ARTICLE →
* START *

SBTi
The Science Based Targets Initiative Opens Consultation on Urgent Updates to the Forest, Land and Agriculture Criteria
The Science Based Targets initiative (SBTi) opened a public consultation on a series of “urgent” revisions to the Forest, Land and Agriculture (FLAG) Criteria on October 7. The consultation is part of an ongoing, general review of Standards and Guidance. The SBTi has identified two FLAG Criteria (1 and 4) that require updates to maintain their relevance to ambitious carbon-reduction target setting. Specifically, the SBTi is proposing a requirement for companies in the FLAG sector to set targets before the end of their mandatory five-year review period, rather than within 6 months of the GHG Protocol Land Sector and Removals Guidance publication. Relatedly, the proposed revisions include a new timeframe of two years to eliminate deforestation for companies setting FLAG targets for the first time. The consultation remains open until November 6.
ISSB
The International Sustainability Standards Board Announces Initiative to Facilitate the Role of Standards as a Global Passport
The International Sustainability Standards Board (ISSB) Chair Emmanuel Faber announced a new initiative to facilitate use of the ISSB standards as a global passport at the ISSB Symposium on October 30. The initiative seeks to address potential fragmentation as more jurisdictions introduce sustainability-related disclosure requirements by encouraging the introduction of passporting provisions that would reduce costs for preparers while still accommodating national specificities in sustainability-related disclosure requirements. To facilitate the initiative, ISSB has published a new Jurisdictional Rationale Guide for the adoption or other use of ISSB Standards and an accompanying tool.

* END *

REQUEST A →
List every calendar date that appears in the article on the SBTi and ISSB updates.

ENTRIES →
* START *

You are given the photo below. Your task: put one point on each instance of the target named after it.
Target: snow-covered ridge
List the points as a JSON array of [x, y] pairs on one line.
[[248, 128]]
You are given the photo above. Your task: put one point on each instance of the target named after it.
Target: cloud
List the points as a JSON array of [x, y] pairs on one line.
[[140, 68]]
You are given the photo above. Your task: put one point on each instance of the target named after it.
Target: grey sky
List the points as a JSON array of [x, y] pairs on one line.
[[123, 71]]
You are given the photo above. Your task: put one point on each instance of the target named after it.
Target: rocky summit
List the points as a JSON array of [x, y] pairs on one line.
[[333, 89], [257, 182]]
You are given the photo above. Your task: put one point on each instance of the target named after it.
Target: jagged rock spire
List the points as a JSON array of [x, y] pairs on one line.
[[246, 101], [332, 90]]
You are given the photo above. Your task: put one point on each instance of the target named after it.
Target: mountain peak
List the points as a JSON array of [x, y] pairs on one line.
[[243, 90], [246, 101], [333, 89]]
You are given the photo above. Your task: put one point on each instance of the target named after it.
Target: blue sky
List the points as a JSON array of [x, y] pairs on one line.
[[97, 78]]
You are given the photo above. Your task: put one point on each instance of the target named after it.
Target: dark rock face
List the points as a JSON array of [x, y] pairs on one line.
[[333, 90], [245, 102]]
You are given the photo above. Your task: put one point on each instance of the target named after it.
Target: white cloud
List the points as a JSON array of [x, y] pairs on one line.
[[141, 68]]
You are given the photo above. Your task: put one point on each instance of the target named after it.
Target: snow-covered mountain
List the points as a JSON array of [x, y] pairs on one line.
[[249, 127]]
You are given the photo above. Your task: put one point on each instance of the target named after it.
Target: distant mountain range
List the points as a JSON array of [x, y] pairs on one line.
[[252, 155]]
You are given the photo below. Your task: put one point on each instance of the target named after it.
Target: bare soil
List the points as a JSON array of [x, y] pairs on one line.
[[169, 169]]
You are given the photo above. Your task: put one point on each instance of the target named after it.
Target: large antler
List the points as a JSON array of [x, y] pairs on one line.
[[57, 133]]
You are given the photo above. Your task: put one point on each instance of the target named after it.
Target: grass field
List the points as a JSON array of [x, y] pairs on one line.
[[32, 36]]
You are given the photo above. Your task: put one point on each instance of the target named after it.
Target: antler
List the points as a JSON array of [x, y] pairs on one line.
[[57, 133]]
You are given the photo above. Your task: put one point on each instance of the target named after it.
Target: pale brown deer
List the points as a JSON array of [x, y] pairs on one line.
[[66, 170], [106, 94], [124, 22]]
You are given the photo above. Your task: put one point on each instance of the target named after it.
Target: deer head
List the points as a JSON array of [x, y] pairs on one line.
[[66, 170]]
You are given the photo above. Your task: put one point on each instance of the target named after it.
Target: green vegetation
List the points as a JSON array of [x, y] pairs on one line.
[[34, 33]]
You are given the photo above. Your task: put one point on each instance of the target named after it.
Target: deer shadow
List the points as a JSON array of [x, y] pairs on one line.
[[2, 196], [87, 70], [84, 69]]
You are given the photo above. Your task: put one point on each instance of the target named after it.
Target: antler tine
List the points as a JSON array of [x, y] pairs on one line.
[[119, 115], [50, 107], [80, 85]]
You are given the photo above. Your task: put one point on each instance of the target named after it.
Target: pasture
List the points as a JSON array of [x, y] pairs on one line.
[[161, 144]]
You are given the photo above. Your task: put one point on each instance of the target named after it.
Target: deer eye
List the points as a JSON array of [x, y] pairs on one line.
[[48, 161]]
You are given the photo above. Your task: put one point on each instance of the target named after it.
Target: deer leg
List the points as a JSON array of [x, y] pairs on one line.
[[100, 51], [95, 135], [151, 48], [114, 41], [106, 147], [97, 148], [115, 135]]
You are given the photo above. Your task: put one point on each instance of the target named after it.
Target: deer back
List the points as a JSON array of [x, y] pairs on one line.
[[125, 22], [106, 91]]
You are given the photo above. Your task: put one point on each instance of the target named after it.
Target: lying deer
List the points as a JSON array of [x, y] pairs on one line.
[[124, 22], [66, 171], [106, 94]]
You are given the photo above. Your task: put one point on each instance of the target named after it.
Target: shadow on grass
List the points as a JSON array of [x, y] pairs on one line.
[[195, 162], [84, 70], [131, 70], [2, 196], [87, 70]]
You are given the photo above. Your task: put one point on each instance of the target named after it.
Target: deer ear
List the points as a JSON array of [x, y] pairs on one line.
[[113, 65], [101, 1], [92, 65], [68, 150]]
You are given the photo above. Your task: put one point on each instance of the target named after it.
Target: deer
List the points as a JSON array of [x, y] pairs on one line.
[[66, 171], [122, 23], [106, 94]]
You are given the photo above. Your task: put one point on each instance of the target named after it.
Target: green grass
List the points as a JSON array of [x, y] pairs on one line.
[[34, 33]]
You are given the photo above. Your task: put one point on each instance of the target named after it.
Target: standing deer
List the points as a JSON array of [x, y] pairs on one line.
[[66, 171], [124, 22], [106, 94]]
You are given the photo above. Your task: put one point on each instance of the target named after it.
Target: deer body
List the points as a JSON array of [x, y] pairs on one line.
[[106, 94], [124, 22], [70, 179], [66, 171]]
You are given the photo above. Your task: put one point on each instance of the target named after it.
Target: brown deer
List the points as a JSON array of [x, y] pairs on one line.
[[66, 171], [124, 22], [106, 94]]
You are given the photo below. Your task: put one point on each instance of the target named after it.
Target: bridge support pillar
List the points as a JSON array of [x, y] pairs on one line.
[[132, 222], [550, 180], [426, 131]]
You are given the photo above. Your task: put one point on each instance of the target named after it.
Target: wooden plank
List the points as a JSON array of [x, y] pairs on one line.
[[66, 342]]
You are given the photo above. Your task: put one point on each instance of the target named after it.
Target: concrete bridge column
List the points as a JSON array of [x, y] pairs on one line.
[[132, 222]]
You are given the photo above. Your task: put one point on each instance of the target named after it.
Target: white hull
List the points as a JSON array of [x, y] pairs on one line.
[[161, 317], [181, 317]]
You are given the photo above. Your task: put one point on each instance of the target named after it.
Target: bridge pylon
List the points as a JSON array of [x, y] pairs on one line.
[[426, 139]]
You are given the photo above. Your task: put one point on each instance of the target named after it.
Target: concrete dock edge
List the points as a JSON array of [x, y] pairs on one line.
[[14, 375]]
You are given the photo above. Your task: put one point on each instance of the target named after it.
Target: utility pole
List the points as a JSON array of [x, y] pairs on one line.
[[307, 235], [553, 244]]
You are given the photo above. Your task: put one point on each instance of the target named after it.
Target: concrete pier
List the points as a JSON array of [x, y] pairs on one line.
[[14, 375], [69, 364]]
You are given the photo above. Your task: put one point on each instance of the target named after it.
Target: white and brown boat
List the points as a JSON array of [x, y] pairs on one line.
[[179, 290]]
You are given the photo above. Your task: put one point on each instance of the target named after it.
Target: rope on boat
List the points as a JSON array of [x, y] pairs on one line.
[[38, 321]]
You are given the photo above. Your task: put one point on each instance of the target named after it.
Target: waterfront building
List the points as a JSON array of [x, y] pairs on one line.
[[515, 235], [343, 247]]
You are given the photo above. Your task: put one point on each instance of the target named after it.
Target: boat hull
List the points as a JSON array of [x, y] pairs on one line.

* END *

REQUEST B →
Reproduce the entries verbatim, covering the stretch from the beginning of the entries through the line that contains "[[243, 90], [246, 101], [333, 89]]".

RESPONSE A →
October 7, November 6, October 30

RESPONSE B →
You are given the photo below. Your task: put one point on each instance of the target named after it.
Target: snow-covered ridge
List the points as a JSON array of [x, y] pairs on one line.
[[248, 128]]
You are given the photo above. Your task: put one point on each instance of the target named after it.
Target: cloud
List the points as a JSON array of [x, y] pairs on one line.
[[140, 68]]
You are given the photo above. Your task: put one point on each instance of the target named after it.
Target: grey sky
List the points as a JSON array of [x, y] pairs on one line.
[[123, 71]]
You are given the photo above. Your task: put one point on each instance of the target named after it.
Target: rocky summit
List the points as a JSON array of [x, y] pairs on one line.
[[333, 89], [257, 182]]
You are given the photo above. Your task: put one point on each instance of the target named after it.
Target: jagged rock spire
List the points as a JSON array of [x, y] pairs on one line.
[[246, 101], [332, 90]]
You are given the photo above. Your task: put one point on each instance of the target named after it.
Target: mountain peak
List the points as a JSON array of [x, y] pairs on one line.
[[243, 90], [246, 101], [333, 89]]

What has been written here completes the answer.